__Requirement__
Summarize the passage on mobile phishing below in two sentences.

__Document passage__
※

What makes mobile phishing different from traditional phishing?

The difference between mobile phishing and traditional phishing is simple: the medium. While traditional phishing emails are sent via email, mobile phone phishing takes advantage of the fact that many people use their phones for banking, shopping, and doing business. This expansive attack surface includes SMS/text messaging, phone calls, voicemail, apps, and social media platforms.

Mobile Phishing Statistics

  • 74% of businesses fell victim to smishing attacks in the last year.

  • In 2021, 61% of businesses surveyed experienced phishing attacks on social media.

  • 51% of organizations allow employees to access company applications on their personal mobile devices.

  • Phishing attacks on mobile devices have grown at a steady rate of 85% per year.

  • 42% of organizations report that vulnerabilities in mobile devices and web applications have resulted in a security incident.

  • 75% of phishing sites specifically targeted mobile devices.

  • According to Google Safe Browsing, there are nearly 75 times more phishing sites than malicious sites on the Internet.

  • The Bank of Ireland was forced to pay out €800,000 to 300 banking customers following a single smishing attack.

Your mobile phishing response checklist

Mobile phishing scams happen around the clock, so make sure your defense is always ready. Here are some areas to consider for your phishing defense and response:

  • Educate employees: Prevention is your best defense. Make sure mobile phishing security is included in regular employee security training. Highlight common red flags and real-world examples so employees know what to watch out for. Establishing a security-focused culture within your organization can reduce the number of successful phishing attacks.

  • Collect evidence: Encourage employees to send screenshots of all malicious texts, messages and emails from the targeted mobile device (and remind them to block the sender). If an employee is the victim of a phishing attempt, it is essential to know what the successful attack looked like.

  • Analyze data: Your security team can quickly identify attack trends once enough data is collected. For example, if you notice an increase in smishing attacks impersonating the CEO, this is a great opportunity to send out company-wide security alerts.

  • Have an incident response plan: Did an employee click on the wrong link or share private information? So here we go – activate your IR procedures. Make sure your team has documentation of the steps to follow: from quarantining devices to searching internal systems to reviewing logs for other affected users.

  • Establish a BYOD policy: Creating a Bring Your Own Device policy is a necessity, whether in the office, hybrid or remote. Include metrics for employee departures, device loss, theft, and device updates.

※

__Data section__
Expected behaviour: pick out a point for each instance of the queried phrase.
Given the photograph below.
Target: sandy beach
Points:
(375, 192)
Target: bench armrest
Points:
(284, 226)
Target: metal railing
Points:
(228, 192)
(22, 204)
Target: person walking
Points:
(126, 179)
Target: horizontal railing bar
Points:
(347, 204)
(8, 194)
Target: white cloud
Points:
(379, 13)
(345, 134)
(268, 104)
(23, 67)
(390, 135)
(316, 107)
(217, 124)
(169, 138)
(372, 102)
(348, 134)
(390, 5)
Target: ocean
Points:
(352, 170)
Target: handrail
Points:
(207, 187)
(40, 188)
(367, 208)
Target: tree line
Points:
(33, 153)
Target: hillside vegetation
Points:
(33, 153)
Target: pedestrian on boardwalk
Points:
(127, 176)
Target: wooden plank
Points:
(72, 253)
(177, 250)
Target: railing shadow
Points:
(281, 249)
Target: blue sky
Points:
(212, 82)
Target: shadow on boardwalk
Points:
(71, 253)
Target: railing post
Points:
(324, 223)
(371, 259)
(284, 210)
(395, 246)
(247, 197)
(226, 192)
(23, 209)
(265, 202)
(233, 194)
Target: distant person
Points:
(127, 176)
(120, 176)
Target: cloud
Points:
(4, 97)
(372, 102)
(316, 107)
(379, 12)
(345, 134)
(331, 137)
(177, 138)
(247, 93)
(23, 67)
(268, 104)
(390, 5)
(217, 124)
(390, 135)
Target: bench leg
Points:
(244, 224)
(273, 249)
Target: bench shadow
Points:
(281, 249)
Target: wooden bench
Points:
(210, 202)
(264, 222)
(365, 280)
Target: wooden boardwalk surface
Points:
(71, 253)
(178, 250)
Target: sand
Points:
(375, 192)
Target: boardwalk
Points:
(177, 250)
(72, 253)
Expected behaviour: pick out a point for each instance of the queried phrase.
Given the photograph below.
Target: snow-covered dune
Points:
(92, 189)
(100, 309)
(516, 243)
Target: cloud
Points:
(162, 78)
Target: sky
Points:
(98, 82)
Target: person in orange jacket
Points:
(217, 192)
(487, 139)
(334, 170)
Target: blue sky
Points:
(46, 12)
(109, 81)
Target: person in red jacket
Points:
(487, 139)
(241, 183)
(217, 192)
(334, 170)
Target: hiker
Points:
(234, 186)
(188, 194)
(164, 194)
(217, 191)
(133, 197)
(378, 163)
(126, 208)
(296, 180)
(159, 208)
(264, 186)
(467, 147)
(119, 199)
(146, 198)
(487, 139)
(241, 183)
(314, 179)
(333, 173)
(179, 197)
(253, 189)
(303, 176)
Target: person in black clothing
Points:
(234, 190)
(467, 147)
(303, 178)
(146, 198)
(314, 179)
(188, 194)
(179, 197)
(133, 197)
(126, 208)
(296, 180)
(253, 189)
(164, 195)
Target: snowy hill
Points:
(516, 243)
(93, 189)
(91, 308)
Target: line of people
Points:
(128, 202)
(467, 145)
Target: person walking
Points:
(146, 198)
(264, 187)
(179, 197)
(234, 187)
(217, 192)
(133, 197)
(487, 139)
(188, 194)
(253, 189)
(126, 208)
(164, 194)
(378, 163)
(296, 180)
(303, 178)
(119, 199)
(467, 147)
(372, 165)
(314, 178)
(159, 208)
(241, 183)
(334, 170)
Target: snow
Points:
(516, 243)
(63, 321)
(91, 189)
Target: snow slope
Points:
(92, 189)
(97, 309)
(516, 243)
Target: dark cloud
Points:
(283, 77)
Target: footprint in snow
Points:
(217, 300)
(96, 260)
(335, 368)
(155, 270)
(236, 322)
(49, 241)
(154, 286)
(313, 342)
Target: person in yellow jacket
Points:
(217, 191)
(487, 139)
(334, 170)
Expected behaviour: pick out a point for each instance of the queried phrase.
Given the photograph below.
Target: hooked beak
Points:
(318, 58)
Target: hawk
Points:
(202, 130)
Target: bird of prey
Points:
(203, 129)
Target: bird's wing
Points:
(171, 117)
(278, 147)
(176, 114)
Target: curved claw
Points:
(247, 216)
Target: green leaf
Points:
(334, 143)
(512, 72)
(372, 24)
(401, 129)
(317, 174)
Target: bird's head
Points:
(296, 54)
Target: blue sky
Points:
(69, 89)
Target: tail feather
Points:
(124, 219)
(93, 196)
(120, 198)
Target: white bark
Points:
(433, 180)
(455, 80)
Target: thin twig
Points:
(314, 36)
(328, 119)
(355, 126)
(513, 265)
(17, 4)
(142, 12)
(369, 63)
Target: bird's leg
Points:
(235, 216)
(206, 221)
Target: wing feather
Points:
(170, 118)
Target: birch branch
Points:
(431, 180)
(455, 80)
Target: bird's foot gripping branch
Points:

※

__Your solution__
Mobile phishing differs from traditional phishing only in its medium: instead of email, it reaches people through text messages, phone calls, voicemail, apps, and social media, and such attacks have grown at a steady rate of 85% per year. As a response checklist, organizations are advised to educate employees, collect evidence, analyze data, have an incident response plan, and establish a Bring Your Own Device policy.